SET OF TASKS:
1. List every distinct username that posts in the algae-eater forum thread, counting each name only once.
2. Resume the algae-eater forum thread after its last post by writing the next reply.

SOURCE EXTRACT:
-- -- --

# Planted Tanks > Beginners' Corner >  Otocinclus affinis OTO vs Siamese Algae Eater SAE vs Yamato Shrimps

## lifestory

I'm curious to know. What's the disadvantage and advantages or otos, SAEs and Yamato shrimps? Seems like all of them do the same job. Is there certain conditions when u shld choose one over another?

----------


## wllm33

think the SAEs are the most "gangster-like" among the three.
my experience is that oto does the algae cleaning part on the glass well, whereas shrimps only clean the moss usually or small plants.
sensitivity wise, the SAEs are the most resilent.
cheers.

----------


## hann

I also find Otto milder and they are really cute as compared to the SAE. Yamato is a bully to my cherry in my tank. If you keep shrimp, try not to add Yamato IMO. On the other hand, Otto is friendly towards shrimp

----------


## andrew73

Gangster in what way? Do they bully others? SAE's don't look too bad, I reckon. Yamato's will feed on fish food too so unless you starve them, after a while, they kind of 'lay off' the algae or at least that's what I find mine do anyway! :Laughing:

----------


## meerkat

> Gangster in what way? Do they bully others? SAE's don't look too bad, I reckon. Yamato's will feed on fish food too so unless you starve them, after a while, they kind of 'lay off' the algae or at least that's what I find mine do anyway!


Yamatos got a bad habit of grabbing food and swimming away to some secluded spot to feast on them. They are not too keen to share :Evil:  

SAEs tend to wrestle actively for food once bigger size. They are more aggressive also when larger. My gang of four could not stop "squabbling" amongst themselves all day long :Mad: 

Tend to agree Otos are the best-behaved and non-aggressive diligent workers amongst the rest.

----------


## illumbomb

I think one important criterion to consider is which type of algae you are trying to control via adding them into you tank (i.e. otos and nerite snails are great for brown algae but will probably not be perform as well as the rest for green hair algae?)

----------


## wllm33

the SAEs are pretty aggressive in the manner they move and grab for food .
they are also pretty fast swimmers compared to the other 2, and disturb the things in the tank when they swim too fast.
otherwise they are good workers.
imho.

-- -- --

DATA LISTING:
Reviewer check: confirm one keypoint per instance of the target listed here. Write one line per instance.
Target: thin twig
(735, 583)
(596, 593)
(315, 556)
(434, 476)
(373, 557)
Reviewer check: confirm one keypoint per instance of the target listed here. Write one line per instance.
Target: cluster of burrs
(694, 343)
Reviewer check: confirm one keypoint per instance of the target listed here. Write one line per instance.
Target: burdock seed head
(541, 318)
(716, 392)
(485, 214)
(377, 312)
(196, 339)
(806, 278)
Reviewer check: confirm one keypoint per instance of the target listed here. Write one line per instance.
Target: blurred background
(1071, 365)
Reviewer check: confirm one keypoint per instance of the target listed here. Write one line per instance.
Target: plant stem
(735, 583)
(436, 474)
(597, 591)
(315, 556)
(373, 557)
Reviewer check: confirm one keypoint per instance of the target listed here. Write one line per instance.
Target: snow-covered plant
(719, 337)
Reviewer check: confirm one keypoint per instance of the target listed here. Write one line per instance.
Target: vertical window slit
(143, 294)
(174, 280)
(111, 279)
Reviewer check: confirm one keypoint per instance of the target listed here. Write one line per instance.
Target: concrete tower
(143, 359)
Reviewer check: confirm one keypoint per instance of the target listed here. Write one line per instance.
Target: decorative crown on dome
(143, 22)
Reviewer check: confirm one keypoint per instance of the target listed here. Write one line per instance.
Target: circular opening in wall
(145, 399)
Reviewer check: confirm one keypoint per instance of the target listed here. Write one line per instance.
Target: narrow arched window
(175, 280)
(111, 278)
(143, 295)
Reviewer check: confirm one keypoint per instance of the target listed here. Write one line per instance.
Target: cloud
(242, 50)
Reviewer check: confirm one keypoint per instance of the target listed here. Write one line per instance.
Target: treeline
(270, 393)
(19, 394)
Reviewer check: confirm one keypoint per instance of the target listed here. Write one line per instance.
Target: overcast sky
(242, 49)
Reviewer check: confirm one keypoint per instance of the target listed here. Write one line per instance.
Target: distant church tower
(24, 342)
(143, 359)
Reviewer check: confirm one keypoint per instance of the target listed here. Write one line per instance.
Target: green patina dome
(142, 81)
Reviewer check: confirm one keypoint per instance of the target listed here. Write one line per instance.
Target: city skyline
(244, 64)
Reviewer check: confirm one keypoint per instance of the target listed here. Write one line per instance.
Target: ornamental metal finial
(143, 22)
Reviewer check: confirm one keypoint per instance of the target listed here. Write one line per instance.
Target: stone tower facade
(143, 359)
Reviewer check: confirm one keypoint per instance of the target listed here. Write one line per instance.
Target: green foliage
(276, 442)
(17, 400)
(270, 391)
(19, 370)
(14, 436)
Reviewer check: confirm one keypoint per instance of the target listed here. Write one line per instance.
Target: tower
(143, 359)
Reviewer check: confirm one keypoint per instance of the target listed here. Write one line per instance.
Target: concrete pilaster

-- -- --

RESULTS IN ORDER:
1. lifestory, wllm33, hann, andrew73, meerkat, illumbomb

2.
----------


## krabbie

My personal experience is quite bad with SAE ... they do their jobs well initially. But once they realized that fish food taste better, they will fight with the tank-mates for the fish-food and stop feeding on algae. Besides, they are very difficult to catch/remove ... I never introduce SAE ever since.  :Opps: 

OTO is the best ... mild and does their jobs well. Highly recommended.  :Grin:

----------


## hann

> My personal experience is quite bad with SAE ... they do their jobs well initially. But once they realized that fish food taste better, they will fight with the tank-mates for the fish-food and stop feeding on algae. Besides, they are very difficult to catch/remove ... I never introduce SAE ever since. 
> 
> OTO is the best ... mild and does their jobs well. Highly recommended.


Oto oso looks nice in a planted tank too. Colours not so bright.

----------


## blink_willie

I have tried out all three in my tank before.

Yamato shrimps - They are not really hardworking from what I see.They like to hang out at one corner in groups most of the time.I find them sensitive to water parameters like CO2 and pH though because I lost all my Yamatos due to unstable CO2 injection :Opps: However,under the right conditions,they look very nice with all those red lines on their bodies.

Otocinclus - Very hardworking.If it's not attached to my tank wall it's attached to one of my plants.Rarely see them rest.Plus they look very cute too.

SAE - Very very restless.Like someone running all over the place.Instead of eating algae it eats my flame moss and fish food instead.Have a high chance of jumping out of the tank.All three of my SAE did that :Shocked:  :Grin: Never gonna buy them again I guess.

----------


## torque6

Im also considering Oto as hann recommended, but so far less than 2cm otos are hard to find. CRS haven got several but most of them kinda remain "motionless" in the tank + ive noticed some fin rots of most of them.. so didnt buy.

----------


## wllm33

> Im also considering Oto as hann recommended, but so far less than 2cm otos are hard to find. CRS haven got several but most of them kinda remain "motionless" in the tank + ive noticed some fin rots of most of them.. so didnt buy.


i think if you go to clementi or pasir ris farms/shops, there are many oto of that size which are abdundant at $1.50 for the ordinary oto.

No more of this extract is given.